Work to complete ->
Transcribe each line exactly.

Information supplied ->
· · · ·

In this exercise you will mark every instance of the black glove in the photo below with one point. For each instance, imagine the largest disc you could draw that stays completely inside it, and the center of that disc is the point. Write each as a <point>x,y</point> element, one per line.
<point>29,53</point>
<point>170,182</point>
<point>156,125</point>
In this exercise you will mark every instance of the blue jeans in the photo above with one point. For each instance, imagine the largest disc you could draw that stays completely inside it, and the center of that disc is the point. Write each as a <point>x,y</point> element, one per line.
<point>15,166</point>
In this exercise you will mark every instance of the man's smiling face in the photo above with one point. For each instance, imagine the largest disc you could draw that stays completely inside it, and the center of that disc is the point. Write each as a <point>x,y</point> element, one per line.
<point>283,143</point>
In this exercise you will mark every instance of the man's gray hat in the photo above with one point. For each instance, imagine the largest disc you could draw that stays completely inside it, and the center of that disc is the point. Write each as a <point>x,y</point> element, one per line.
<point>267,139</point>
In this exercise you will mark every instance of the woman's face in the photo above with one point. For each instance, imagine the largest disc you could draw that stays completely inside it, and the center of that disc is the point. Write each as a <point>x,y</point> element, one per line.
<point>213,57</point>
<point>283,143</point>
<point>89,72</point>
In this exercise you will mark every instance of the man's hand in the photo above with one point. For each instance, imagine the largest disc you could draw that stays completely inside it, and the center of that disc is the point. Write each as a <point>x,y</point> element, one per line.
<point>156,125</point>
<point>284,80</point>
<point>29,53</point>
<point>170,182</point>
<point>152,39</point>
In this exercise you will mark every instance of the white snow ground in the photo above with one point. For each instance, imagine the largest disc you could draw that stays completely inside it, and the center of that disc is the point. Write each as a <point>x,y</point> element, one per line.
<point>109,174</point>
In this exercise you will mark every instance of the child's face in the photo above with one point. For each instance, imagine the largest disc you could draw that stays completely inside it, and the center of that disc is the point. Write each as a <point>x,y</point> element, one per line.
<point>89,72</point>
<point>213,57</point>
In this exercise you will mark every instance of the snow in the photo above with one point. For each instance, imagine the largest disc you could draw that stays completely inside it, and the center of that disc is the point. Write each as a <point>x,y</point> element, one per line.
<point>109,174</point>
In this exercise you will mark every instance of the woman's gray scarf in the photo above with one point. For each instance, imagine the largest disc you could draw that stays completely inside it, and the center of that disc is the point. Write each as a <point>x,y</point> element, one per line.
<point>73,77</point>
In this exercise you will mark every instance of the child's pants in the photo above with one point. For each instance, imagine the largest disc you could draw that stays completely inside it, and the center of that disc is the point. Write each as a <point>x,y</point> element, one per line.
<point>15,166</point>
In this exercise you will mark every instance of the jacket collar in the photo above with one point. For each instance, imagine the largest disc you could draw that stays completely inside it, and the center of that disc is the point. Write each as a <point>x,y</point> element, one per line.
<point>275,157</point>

· · · ·

Answer for the task ->
In this exercise you will mark every instance of the black glove in the photo below with one point. For each instance, imagine the largest disc you could draw that stays completely inside it, and the center of that disc is the point. Write each as a <point>x,y</point> element, one per line.
<point>29,53</point>
<point>170,182</point>
<point>156,125</point>
In this exercise you will mark every instance of the blue jeans in the photo above with one point. For each instance, imagine the largest disc you could draw that stays completely inside it, and the center of that disc is the point. Write each as a <point>x,y</point> element, one per line.
<point>15,166</point>
In this exercise you will mark every instance of the man's smiling face in the photo above with one point. For each instance, imagine the largest disc you could draw that stays completely inside it, and the center of that disc is the point. Write each as a <point>x,y</point> element, one per line.
<point>283,143</point>
In this exercise you will mark every instance of the man's gray hat in the photo above with one point. For each instance, imagine the largest disc you could draw that stays completely inside it, and the center of that disc is the point. Write each as a <point>x,y</point> element, one per line.
<point>267,139</point>
In this exercise you will mark every instance of the woman's face in the photo above with one point. For each instance, imagine the largest disc you could draw that stays completely inside it, and the center of that disc is the point. Write each as a <point>x,y</point> element, one per line.
<point>213,57</point>
<point>283,143</point>
<point>89,72</point>
In this exercise you will mark every instance of the man's hand in the photo above with one point. For each instance, imagine the largest disc you could draw that stays completely inside it, and the center of that disc is the point. Write each as a <point>x,y</point> element, one per line.
<point>156,125</point>
<point>284,80</point>
<point>29,53</point>
<point>170,182</point>
<point>152,39</point>
In this exercise you will mark every instance of the white snow ground in the photo above with one point. For each instance, imagine the largest disc you could draw that stays completely inside it, and the center of that disc is the point. Write each as a <point>x,y</point> element, one per line.
<point>109,174</point>
In this exercise you will mark every instance of the child's face in the photo above with one point. For each instance, imagine the largest disc you could draw that stays completely inside it, and the center of that disc is the point. Write each as a <point>x,y</point> element, one per line.
<point>89,72</point>
<point>213,57</point>
In this exercise you will mark every instance of the snow in the photo above with one point. For each instance, imagine the largest disc you could draw that stays completely inside it, and the center of that disc is the point. Write each as a <point>x,y</point> element, one per line.
<point>109,174</point>
In this exercise you will mark every instance of the woman's gray scarf in the photo above with one point. For each instance, imagine the largest disc you could draw that stays completely inside it, and the center of that disc is the point. Write each as a <point>x,y</point> element, one per line.
<point>73,77</point>
In this exercise you will mark every instance of the child's pants in the photo above with one point. For each instance, imagine the largest disc you could draw that stays completely inside it, and the center of that disc is the point. Write each as a <point>x,y</point> element, one per line.
<point>15,166</point>
In this exercise you will mark every instance of the jacket collar in the photo above with one point. For each instance, imagine the largest disc you could draw that stays completely inside it, and the center of that disc is the point. Write each as a <point>x,y</point> element, one per line.
<point>275,157</point>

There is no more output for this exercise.